# Exercise objective
Rewrite the lines starting with the line containing "Wildlife camera-trap request: tag the circular" and going on through the line containing "point(250, 199)", replacing "bench" with "seat" and leaving everything else unchanged.

# Data rows
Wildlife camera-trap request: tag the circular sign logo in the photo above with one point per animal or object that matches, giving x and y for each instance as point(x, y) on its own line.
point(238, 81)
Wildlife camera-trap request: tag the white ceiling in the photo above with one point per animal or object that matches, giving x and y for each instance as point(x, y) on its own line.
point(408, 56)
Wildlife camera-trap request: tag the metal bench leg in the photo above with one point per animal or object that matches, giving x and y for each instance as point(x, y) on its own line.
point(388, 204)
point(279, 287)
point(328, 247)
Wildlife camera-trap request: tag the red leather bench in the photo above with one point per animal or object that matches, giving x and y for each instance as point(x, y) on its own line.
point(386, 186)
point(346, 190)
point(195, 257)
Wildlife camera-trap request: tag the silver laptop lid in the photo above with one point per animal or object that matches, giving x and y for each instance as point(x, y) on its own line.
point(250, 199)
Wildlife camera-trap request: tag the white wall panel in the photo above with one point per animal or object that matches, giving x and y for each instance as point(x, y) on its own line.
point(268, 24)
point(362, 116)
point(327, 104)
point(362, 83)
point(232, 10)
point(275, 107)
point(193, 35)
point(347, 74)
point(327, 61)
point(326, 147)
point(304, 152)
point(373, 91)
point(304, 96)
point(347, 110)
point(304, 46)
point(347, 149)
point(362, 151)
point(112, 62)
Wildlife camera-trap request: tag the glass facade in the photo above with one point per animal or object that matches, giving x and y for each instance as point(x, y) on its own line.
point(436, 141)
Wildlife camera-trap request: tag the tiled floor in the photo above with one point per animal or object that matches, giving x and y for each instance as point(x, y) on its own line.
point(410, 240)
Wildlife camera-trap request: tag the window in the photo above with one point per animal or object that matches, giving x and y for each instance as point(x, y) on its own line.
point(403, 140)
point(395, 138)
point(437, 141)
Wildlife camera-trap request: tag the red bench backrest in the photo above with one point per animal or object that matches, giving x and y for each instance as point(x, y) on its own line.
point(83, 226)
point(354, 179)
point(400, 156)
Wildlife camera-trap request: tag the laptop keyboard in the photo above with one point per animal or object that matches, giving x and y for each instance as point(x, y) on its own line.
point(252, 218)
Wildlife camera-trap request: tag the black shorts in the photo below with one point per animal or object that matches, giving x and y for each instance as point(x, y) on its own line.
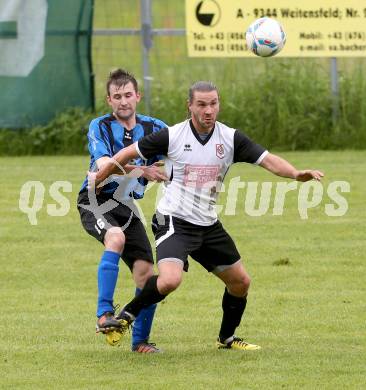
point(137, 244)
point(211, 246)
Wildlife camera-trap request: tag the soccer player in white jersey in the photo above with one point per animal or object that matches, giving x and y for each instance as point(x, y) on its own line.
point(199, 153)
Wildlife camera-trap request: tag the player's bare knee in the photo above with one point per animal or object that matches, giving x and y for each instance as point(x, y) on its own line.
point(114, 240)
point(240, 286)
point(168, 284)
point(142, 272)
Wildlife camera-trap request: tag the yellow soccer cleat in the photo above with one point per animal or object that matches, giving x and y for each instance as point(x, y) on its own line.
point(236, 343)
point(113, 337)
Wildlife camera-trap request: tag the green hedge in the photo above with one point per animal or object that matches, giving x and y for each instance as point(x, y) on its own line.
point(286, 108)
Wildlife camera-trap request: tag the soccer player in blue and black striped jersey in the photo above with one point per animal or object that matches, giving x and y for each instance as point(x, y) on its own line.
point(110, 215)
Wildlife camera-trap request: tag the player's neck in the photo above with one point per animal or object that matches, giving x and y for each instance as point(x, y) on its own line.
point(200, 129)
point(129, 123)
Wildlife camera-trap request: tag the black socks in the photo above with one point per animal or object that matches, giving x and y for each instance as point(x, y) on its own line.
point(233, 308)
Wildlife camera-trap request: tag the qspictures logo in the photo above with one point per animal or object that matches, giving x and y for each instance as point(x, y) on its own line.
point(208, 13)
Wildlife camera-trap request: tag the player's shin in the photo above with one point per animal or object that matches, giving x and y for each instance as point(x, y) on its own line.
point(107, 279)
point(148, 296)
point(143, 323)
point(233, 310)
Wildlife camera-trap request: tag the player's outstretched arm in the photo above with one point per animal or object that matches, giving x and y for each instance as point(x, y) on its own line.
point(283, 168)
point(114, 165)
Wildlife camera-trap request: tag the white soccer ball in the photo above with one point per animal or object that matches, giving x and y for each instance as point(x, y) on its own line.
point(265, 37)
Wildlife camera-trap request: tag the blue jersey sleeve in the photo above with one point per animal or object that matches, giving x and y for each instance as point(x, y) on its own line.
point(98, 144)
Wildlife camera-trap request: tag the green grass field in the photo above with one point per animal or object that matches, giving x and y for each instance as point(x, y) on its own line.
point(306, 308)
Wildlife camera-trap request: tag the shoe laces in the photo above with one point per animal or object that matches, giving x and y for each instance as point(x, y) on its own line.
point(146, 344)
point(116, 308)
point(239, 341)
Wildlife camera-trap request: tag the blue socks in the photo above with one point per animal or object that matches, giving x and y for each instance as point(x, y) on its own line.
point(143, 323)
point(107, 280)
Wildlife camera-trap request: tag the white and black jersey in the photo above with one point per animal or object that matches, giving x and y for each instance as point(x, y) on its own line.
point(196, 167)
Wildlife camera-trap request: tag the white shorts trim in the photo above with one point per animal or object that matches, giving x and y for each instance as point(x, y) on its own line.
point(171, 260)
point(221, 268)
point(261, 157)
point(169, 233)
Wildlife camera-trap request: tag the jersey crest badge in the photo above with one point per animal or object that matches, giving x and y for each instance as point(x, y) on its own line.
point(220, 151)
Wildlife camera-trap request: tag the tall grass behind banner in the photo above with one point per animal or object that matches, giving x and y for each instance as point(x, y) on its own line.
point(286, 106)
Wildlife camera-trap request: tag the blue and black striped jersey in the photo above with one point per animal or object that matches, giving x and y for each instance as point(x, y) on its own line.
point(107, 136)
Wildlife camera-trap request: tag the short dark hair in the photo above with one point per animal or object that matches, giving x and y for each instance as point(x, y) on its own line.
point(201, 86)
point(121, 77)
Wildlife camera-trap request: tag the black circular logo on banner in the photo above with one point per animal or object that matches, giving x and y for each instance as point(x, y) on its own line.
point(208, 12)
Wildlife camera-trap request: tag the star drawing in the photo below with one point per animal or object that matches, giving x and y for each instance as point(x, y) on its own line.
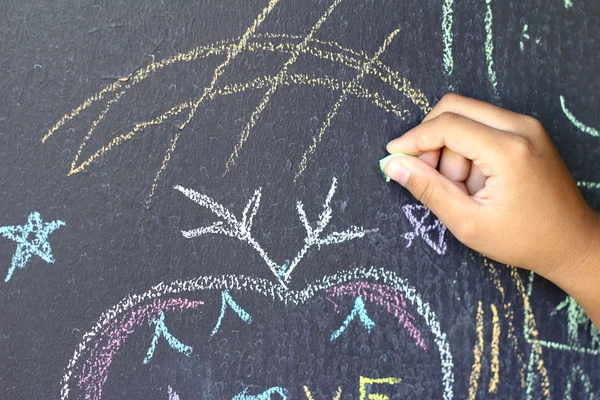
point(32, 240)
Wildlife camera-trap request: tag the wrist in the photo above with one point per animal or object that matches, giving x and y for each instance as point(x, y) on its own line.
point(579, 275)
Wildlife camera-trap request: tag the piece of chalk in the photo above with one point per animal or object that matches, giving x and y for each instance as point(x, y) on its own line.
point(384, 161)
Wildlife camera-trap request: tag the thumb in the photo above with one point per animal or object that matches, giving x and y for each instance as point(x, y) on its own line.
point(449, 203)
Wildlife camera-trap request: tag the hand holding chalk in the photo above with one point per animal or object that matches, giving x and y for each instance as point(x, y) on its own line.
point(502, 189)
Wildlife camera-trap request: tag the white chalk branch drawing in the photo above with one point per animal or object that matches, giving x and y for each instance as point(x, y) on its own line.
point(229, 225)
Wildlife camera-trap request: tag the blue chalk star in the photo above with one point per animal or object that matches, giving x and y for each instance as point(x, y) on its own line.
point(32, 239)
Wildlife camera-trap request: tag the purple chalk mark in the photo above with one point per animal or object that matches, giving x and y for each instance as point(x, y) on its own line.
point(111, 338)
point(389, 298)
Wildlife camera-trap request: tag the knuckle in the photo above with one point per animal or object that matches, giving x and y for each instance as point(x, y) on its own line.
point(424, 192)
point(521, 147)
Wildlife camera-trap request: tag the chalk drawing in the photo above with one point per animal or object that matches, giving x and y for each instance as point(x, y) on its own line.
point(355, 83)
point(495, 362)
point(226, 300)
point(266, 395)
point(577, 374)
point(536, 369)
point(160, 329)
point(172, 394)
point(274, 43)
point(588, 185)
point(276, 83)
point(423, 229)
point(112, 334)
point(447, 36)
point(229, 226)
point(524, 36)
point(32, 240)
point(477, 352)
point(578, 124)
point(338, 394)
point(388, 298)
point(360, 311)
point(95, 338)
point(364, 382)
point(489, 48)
---
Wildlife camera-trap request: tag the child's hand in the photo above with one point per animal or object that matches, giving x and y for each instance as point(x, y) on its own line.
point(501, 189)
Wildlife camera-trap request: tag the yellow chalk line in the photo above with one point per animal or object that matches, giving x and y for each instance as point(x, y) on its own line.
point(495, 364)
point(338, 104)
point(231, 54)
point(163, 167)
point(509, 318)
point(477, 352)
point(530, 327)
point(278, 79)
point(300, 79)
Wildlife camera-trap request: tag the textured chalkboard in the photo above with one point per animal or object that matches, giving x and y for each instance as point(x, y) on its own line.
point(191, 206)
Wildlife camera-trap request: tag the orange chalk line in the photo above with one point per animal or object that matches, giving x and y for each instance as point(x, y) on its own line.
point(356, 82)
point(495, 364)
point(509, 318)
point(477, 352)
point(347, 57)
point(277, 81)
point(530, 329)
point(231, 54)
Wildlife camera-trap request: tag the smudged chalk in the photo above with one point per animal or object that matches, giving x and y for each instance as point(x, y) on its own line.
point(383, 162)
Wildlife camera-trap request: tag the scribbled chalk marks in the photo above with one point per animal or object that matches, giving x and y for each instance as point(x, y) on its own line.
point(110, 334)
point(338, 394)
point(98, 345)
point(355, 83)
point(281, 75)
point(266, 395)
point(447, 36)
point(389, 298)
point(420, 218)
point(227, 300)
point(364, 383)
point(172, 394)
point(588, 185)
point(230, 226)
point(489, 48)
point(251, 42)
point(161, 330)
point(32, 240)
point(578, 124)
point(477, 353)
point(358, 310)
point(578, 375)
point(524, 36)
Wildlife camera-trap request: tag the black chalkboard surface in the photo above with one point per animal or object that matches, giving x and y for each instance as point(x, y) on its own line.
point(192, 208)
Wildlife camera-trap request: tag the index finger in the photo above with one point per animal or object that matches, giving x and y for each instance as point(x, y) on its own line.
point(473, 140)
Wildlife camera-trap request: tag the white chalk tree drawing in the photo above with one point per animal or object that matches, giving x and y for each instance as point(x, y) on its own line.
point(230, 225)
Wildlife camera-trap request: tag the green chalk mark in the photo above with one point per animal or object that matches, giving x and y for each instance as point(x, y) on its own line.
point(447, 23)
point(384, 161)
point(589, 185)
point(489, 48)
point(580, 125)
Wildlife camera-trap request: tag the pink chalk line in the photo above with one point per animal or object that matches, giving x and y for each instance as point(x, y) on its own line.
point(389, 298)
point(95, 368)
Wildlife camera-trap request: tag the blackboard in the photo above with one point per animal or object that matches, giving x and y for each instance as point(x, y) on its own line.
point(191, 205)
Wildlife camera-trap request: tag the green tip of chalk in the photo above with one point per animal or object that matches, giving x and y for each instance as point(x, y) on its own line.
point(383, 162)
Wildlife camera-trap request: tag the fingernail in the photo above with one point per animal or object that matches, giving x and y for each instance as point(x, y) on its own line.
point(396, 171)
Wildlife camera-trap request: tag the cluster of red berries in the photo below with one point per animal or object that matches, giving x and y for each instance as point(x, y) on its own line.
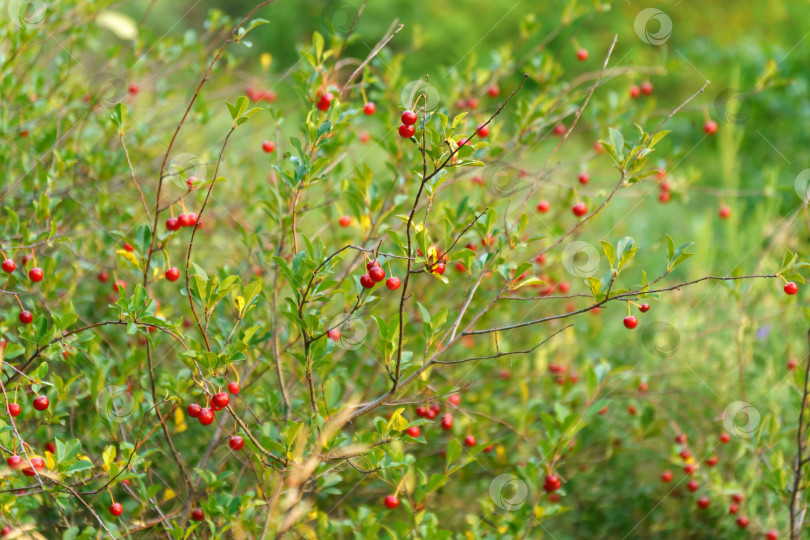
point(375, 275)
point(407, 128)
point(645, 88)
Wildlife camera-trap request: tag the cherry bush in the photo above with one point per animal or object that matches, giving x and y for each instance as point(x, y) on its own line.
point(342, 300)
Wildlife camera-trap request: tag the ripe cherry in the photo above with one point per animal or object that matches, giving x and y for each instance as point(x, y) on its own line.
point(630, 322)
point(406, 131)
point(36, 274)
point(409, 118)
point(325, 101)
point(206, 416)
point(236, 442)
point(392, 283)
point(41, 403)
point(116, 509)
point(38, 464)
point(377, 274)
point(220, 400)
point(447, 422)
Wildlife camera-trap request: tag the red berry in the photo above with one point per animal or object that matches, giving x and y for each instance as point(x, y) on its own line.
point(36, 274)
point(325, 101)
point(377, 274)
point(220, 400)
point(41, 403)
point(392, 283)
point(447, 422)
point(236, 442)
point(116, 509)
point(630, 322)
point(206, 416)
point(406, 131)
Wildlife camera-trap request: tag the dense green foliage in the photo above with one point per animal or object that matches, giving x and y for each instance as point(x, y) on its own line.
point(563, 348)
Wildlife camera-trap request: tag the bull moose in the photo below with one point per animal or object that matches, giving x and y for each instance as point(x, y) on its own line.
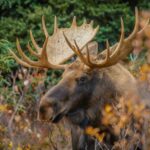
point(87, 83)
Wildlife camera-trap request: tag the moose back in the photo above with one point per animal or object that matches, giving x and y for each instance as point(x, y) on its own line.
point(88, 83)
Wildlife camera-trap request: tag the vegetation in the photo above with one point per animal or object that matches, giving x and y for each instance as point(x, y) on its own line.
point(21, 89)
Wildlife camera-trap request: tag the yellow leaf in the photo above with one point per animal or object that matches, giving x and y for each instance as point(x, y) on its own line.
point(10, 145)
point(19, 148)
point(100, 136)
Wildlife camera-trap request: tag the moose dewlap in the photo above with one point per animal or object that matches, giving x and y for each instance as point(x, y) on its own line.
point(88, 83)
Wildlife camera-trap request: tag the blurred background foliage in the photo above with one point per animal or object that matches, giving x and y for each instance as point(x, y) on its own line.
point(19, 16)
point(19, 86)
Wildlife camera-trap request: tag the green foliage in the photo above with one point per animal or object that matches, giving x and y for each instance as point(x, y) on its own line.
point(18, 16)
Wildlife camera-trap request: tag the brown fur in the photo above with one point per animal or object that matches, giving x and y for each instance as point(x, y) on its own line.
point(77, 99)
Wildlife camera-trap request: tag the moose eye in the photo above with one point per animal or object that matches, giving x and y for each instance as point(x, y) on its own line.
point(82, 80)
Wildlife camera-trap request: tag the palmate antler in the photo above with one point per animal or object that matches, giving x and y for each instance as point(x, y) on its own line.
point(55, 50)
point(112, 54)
---
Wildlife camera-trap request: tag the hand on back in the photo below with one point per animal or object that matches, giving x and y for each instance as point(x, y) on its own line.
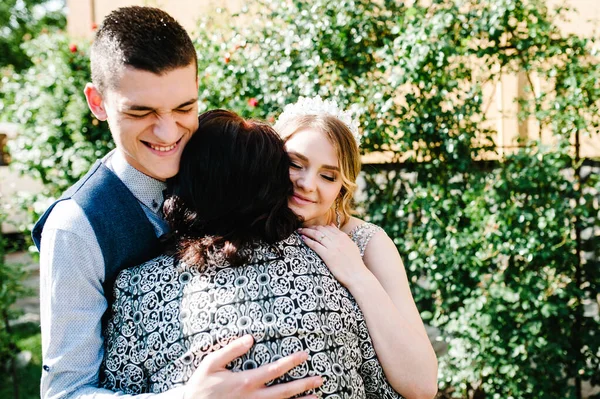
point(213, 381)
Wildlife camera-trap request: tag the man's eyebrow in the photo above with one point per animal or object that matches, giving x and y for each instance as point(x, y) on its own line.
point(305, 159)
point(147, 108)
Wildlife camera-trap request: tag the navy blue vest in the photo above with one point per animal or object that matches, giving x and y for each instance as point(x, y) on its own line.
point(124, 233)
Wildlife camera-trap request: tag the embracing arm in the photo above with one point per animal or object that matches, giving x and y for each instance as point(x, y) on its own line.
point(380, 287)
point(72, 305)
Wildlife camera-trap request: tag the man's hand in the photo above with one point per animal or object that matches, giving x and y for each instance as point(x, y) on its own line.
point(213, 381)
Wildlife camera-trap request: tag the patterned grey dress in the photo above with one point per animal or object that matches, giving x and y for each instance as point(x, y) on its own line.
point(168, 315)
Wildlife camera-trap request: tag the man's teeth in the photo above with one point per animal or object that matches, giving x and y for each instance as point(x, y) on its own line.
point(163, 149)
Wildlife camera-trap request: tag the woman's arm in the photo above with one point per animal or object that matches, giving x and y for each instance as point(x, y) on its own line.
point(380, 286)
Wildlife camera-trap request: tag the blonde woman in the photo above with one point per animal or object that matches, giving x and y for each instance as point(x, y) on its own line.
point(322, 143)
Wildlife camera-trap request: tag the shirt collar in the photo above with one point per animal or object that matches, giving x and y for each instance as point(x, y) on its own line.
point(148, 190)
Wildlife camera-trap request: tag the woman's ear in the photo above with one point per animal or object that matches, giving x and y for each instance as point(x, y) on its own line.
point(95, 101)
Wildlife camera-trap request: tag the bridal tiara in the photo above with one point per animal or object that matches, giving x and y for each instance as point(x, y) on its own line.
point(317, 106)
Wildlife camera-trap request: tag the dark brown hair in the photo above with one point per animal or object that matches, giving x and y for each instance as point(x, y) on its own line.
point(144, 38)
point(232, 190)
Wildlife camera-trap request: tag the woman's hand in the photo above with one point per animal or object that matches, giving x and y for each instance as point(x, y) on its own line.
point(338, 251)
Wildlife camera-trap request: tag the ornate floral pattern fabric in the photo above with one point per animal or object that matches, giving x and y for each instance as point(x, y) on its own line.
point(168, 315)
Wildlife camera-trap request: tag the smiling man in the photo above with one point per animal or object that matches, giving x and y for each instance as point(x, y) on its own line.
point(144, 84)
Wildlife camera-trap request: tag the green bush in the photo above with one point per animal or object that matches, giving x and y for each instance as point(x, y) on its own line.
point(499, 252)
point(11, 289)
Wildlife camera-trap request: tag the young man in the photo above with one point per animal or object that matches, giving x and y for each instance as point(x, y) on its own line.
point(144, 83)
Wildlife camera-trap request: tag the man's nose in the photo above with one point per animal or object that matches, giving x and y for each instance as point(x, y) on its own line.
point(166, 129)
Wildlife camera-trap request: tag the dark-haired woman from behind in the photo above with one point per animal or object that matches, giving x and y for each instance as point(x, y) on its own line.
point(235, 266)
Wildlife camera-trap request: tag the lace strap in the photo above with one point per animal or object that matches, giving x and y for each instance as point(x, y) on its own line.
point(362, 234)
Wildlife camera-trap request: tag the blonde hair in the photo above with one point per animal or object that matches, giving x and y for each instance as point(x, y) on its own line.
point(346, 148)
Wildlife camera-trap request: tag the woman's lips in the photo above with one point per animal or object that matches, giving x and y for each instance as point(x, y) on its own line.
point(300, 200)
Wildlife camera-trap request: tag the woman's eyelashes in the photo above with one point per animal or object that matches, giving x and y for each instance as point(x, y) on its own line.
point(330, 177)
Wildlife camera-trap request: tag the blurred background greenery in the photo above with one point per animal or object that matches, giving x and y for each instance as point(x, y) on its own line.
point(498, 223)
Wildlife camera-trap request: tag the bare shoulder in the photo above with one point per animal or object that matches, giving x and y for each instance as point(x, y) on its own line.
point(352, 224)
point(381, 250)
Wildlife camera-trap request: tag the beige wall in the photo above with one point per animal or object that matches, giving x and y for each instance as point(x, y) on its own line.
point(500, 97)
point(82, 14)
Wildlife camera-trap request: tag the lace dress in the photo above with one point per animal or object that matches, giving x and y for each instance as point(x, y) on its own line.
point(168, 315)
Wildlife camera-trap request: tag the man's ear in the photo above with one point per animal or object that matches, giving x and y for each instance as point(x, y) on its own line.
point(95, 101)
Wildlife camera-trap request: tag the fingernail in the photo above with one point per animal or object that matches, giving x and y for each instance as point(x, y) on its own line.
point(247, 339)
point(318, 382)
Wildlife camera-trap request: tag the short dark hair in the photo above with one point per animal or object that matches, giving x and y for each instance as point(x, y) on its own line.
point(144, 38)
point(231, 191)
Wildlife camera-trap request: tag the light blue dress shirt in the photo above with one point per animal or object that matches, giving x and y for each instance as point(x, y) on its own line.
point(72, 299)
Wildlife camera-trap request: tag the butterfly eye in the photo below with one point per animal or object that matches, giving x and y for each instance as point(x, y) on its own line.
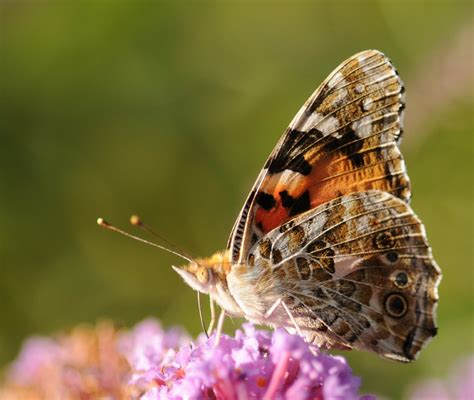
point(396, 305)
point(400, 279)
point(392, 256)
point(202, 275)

# Solution
Wildlife camera-trap request: tag the circular sign logo in the photo above with one point per animal or object that matches, giving x and y for each instance as point(x, y) on its own line.
point(238, 81)
Wildlife camera-trap request: tag the white ceiling in the photo above with one point per animal or object that matches, giving x and y for each instance as point(x, y) on its own line.
point(408, 56)
Wildlife camera-trap request: tag the metal seat leg in the photo above with one point per animal or object that matches, giving x and y for each instance as point(x, y) on its own line.
point(388, 204)
point(279, 287)
point(328, 247)
Wildlife camera-trap request: tag the red leather seat in the photo above with one point per animal or object that matches, giving x and y for each instance as point(x, y) on its own line.
point(386, 186)
point(346, 190)
point(195, 257)
Wildlife camera-trap request: tag the silver laptop lid in the photo above with one point per animal or object that matches, giving x and y for each instance as point(x, y) on its own line.
point(250, 199)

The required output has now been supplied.